● **WHAT YOU HAVE TO DO**:
Among the lines of the records below, copy those that hold the word "outline".

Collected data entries
──────────────────────────────

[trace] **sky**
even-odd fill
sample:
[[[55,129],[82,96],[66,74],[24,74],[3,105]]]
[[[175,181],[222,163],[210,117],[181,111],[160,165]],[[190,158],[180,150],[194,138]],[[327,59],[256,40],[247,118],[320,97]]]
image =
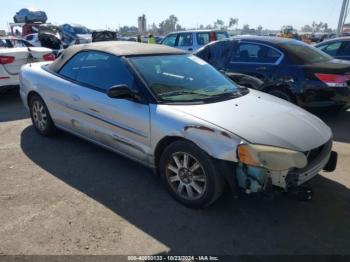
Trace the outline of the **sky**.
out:
[[[0,0],[0,29],[7,29],[14,14],[23,7],[44,10],[49,22],[78,23],[91,29],[137,26],[145,14],[147,24],[157,25],[169,15],[178,17],[181,26],[196,28],[217,19],[228,23],[238,18],[238,27],[279,30],[283,25],[300,29],[312,21],[336,28],[343,0]]]

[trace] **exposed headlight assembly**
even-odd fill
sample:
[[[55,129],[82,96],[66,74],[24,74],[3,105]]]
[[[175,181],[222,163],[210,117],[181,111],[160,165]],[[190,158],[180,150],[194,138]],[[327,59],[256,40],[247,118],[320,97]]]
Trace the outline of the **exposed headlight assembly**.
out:
[[[237,150],[239,161],[249,166],[264,167],[272,171],[304,168],[306,156],[297,151],[253,144],[241,144]]]

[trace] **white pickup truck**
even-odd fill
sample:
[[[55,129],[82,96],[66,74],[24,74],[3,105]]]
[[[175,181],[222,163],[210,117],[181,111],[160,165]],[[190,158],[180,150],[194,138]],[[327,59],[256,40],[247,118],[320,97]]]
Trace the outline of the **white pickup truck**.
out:
[[[55,55],[49,48],[0,48],[0,92],[19,85],[18,76],[23,65],[52,60],[55,60]]]

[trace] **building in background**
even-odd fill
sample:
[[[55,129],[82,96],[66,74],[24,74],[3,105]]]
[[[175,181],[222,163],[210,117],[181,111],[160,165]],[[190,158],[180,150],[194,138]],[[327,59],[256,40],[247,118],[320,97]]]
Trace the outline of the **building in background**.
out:
[[[142,16],[139,16],[137,18],[137,24],[138,24],[139,34],[145,35],[147,33],[146,15],[143,14]]]

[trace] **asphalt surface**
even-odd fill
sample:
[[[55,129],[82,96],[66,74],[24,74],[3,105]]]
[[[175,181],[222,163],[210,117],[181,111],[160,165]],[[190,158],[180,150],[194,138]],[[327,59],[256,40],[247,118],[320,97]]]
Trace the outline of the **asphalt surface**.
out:
[[[338,169],[310,203],[175,202],[147,168],[66,133],[40,137],[16,92],[0,96],[0,254],[350,254],[350,111],[323,117]]]

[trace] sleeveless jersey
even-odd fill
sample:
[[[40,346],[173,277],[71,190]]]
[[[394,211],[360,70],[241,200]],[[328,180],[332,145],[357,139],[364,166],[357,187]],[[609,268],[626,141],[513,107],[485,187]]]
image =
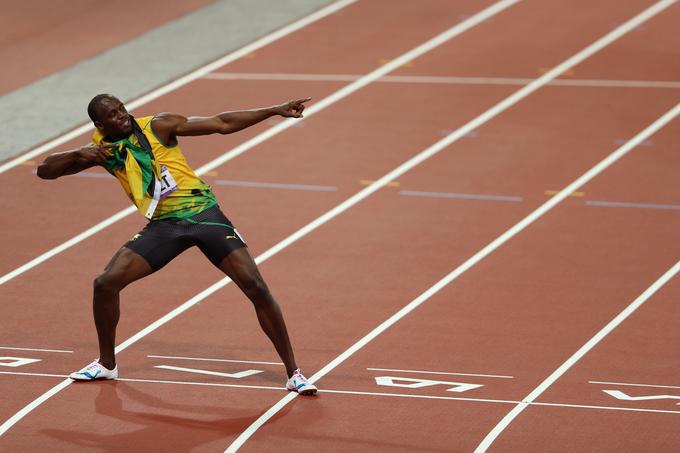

──────────────────────────────

● **REPLY**:
Trace the outline of the **sky**.
Trace the outline of the **exposed headlight assembly**.
Trace the outline of the **white pickup truck**.
Trace the outline of the **building in background**.
Trace the outline of the **asphalt surface**.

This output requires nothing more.